STUDY TEXT »
=====

I’ve actually been shocked when I listen to music that is more than 10-20 years old, and realised just how much variety there was. Now, some of that in nostalgia, because a lot of those tunes were ones I’d remembered from younger days, but I’ve also been spelunking around in the back catalogues of artists I was only semi-familiar with, or in some case had never heard the first time around.

By comparison, most of the music I’ve discovered on Bandcamp has been anything but forgettable. Not always to my taste, perhaps, but definitely feeling like it has been put together by human beings rather than machines. And with Bandcamp, the artists have a voice on the page, they can tell you the why, what, when and how of the composition and recording. On streaming platforms, you might get an artist bio if you’re lucky, though not written by the artist but by a journalist or (more likely) a staffer at the platform. But forget about liner notes, or any information about individual albums or tracks.

‘I get better sleep’: the people who quit social media

Soo Youn is considering giving up the apps. She speaks to those who have already taken the plunge – with liberating results

This piece from the Guardian has been sat in my to-blog list for a while. It’s fascinating not so much for the positive effects of walking away from social media — most of which I already know of from personal experience — as the reactions of others.

I’m deliberately quoting just these parts, because I find them insightful and uplifting. The article also contains quotes of some of the negative effects of social media that people experienced before walking away, so if you want to read the original article, consider yourselves duly warned.

=====

AVAILABLE DATA »
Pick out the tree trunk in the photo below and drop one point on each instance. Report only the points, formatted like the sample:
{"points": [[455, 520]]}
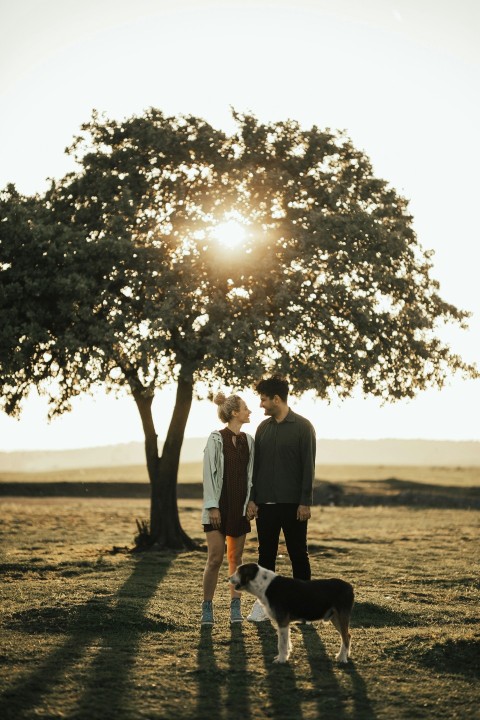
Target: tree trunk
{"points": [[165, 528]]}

=====

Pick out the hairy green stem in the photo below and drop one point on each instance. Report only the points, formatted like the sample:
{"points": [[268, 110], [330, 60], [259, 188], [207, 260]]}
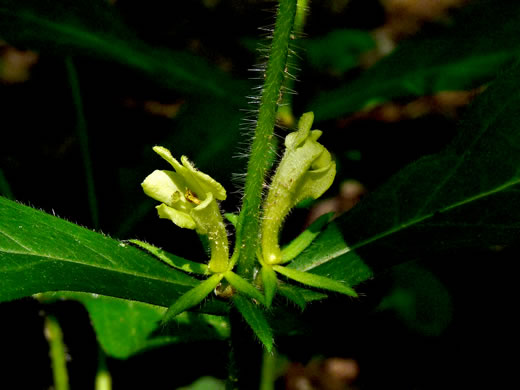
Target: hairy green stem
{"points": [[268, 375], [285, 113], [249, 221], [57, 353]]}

=====

TASKS TO COMPLETE »
A) Copy the blog post from "By comparison, most" to "albums or tracks.", swapping "machines" for "algorithms".
B) According to the blog post, which four things can Bandcamp artists tell you about the composition and recording?
C) In the blog post, which publication ran the piece on people who quit social media?
The data above is separate material and has no connection to the blog post.

SOLUTIONS »
A)
By comparison, most of the music I’ve discovered on Bandcamp has been anything but forgettable. Not always to my taste, perhaps, but definitely feeling like it has been put together by human beings rather than algorithms. And with Bandcamp, the artists have a voice on the page, they can tell you the why, what, when and how of the composition and recording. On streaming platforms, you might get an artist bio if you’re lucky, though not written by the artist but by a journalist or (more likely) a staffer at the platform. But forget about liner notes, or any information about individual albums or tracks.

B) why, what, when, how

C) The Guardian